TASK TO COMPLETE
Starting with the line that contains "# test: identify the steep" and stopping after the line that contains "# test: identify the cloudy", copy the entries below exactly. Include nothing else.
---------- SUPPLIED MATERIAL ----------
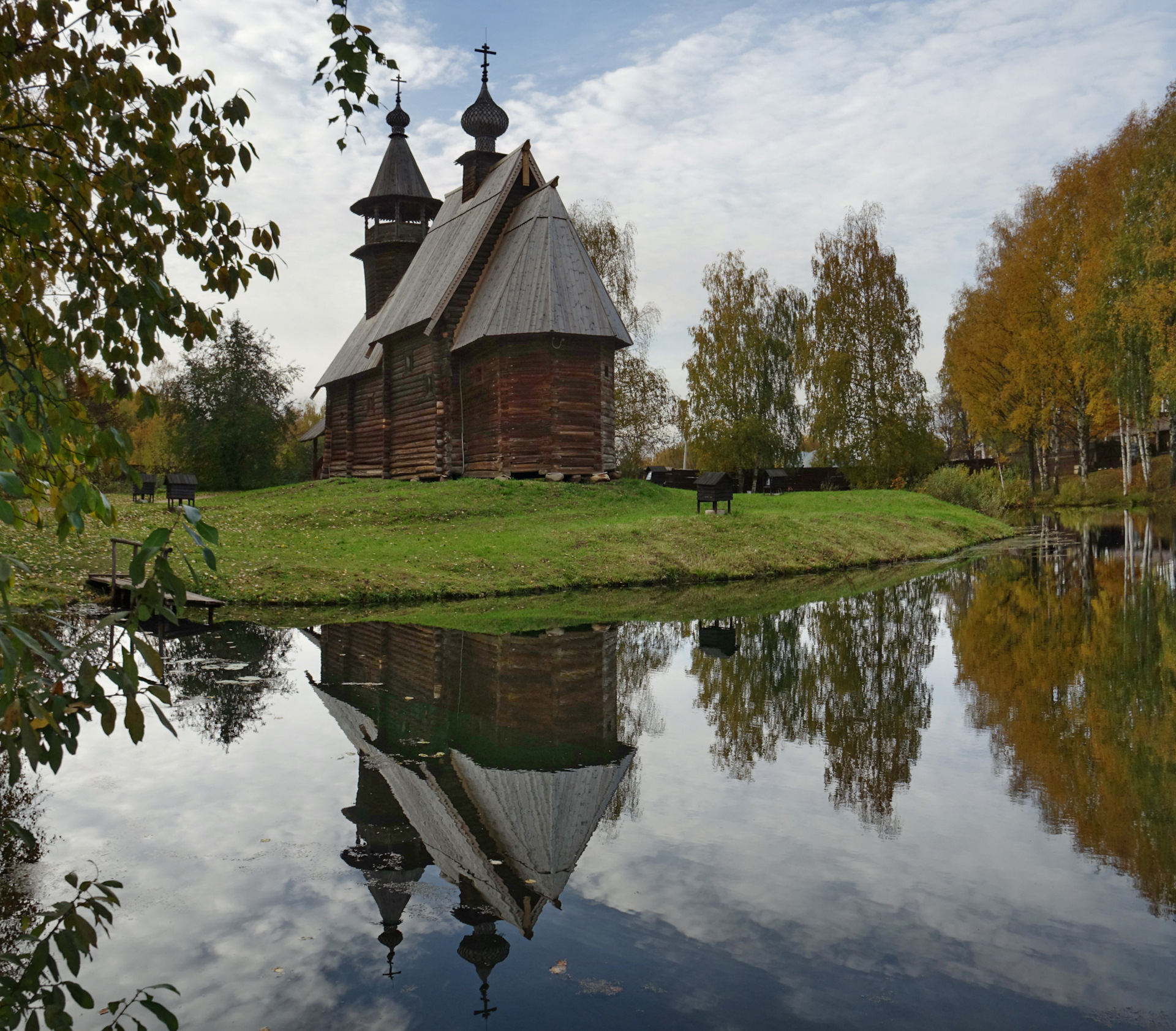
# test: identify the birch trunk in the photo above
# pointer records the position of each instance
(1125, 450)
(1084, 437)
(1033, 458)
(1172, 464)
----------
---------- SUPPLIED MATERIAL ----------
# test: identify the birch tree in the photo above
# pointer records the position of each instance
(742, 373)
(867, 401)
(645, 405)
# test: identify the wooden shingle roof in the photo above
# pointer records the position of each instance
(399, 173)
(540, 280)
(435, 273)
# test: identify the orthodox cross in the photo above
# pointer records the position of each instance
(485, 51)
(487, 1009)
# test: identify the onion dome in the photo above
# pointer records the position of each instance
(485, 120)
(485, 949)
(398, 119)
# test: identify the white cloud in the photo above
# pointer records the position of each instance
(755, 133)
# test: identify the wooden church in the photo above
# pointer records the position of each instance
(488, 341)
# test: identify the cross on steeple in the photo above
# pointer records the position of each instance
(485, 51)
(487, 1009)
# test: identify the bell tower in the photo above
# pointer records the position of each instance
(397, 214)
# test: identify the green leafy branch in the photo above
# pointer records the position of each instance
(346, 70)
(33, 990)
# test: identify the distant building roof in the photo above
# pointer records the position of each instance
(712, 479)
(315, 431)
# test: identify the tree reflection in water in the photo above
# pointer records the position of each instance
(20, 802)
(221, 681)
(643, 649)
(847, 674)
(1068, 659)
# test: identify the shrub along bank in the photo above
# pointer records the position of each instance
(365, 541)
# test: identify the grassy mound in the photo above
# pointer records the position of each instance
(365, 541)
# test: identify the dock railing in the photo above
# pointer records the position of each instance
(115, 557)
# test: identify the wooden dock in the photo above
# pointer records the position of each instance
----------
---------- SUPPLIED MATERIAL ----------
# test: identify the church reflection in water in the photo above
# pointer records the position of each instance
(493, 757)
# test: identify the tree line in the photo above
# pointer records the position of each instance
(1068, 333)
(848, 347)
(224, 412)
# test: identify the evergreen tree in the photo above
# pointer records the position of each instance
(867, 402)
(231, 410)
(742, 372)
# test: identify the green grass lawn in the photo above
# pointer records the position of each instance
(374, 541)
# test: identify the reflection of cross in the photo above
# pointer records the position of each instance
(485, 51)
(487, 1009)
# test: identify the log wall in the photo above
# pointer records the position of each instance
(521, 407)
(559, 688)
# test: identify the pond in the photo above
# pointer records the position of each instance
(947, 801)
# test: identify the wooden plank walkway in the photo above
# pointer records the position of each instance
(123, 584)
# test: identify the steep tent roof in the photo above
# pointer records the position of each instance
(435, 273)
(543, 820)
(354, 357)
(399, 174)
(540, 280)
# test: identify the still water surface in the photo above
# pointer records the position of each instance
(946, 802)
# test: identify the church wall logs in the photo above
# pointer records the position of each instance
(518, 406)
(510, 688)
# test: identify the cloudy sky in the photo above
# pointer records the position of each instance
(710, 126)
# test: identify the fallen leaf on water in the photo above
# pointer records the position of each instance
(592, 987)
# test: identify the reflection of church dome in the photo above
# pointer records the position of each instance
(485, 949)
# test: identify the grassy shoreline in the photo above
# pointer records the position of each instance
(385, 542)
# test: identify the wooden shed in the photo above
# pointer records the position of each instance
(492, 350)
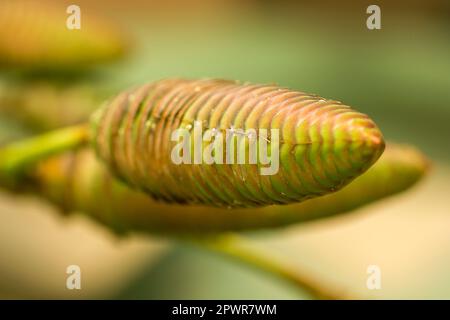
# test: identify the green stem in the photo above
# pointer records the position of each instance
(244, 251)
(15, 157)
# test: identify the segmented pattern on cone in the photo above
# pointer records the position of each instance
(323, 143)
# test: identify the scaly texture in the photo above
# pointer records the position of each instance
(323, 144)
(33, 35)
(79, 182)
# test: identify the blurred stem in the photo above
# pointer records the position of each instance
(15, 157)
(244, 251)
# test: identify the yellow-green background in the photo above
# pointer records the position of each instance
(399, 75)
----------
SOLUTION TO THE EXERCISE
# test: identify the steep tent roof in the photo above
# pointer records the position of each instance
(435, 273)
(543, 820)
(354, 357)
(399, 174)
(540, 280)
# test: identify the still water surface in the photo above
# pointer records the position of each instance
(946, 802)
# test: identify the church wall logs in the photo above
# pointer records the position of each instance
(518, 406)
(510, 688)
# test: identify the cloudy sky in the photo above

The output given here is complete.